## [PROVIDED TEXT]
- Opening Delimiter -

I know nothing about punishment tbh, my ds was always such a good child I never had to punish him. If he ever did something silly, a good talking to about why he shouldn't have done it generally worked. (He's a grumpy teen now, irritating and dismissive but still a good kid!) Grin

Dd is a very different child. She has absolutely NO respect for anything in our home. She takes things and hides them, hairbrushes, my jewellery, keys etc and will happily watch me ransack the house rather than admit it. (She even hid our kitten once and watched me frantically running around the house thinking it had escaped). She is a messer, can't leave anything alone. If I buy something (example, my house phone died, I bought a new one, before i'd even unpacked the shopping in the kitchen she had it out of the box and had lost the instructions, now I have a phone I cant hear and dont know how to change to ringtone on). She tears up boxes in seconds, so if something doesn't work I haven't a box to send it back in. I've found in the past, food opened and put in a cupboard to go off. I dont even know when she does it because i'm right here. She has a little laptop (netbook or notebook is it called?) ds's old one, she managed to break the screen. I paid a fair amount to get it fixed. She is careless with it, leaves it on the floor, down the side of her bed..I didn't know this until I came across it obviously.

- Closing Delimiter -

## [TASK REQUIREMENTS]
1. From the post about the two children, list everything the daughter is said to have hidden.
2. Please say whether each statement agrees with the post about the two children, and quote the words of the post that decide it.
(a) The narrator often had to punish the son.
(b) The daughter broke the screen of her laptop.
(c) The narrator had the laptop fixed at no cost.

## [DATASET CONTENT]
- Opening Delimiter -

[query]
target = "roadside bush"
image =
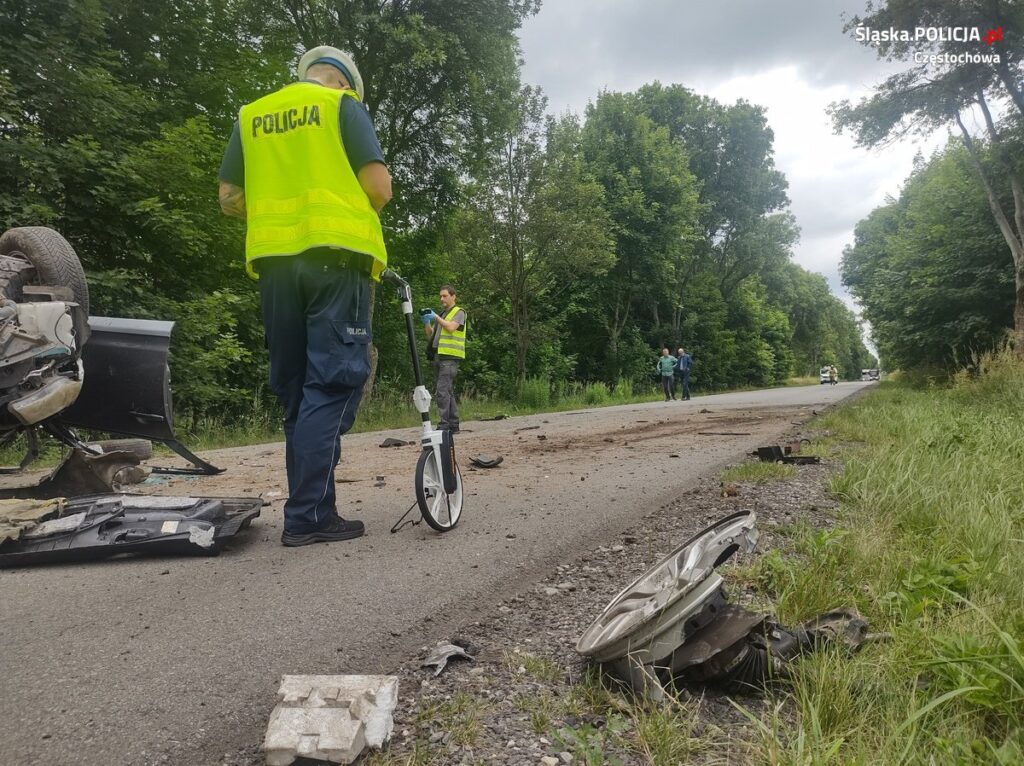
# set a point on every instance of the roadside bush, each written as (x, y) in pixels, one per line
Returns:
(596, 394)
(624, 389)
(536, 392)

- Closing Delimiter -

## [SOLUTION LIST]
1.
- Hairbrushes
- The narrator's jewellery
- Keys
- The kitten

2.
(a) No: "I never had to punish him."
(b) Yes: "she managed to break the screen."
(c) No: "I paid a fair amount to get it fixed."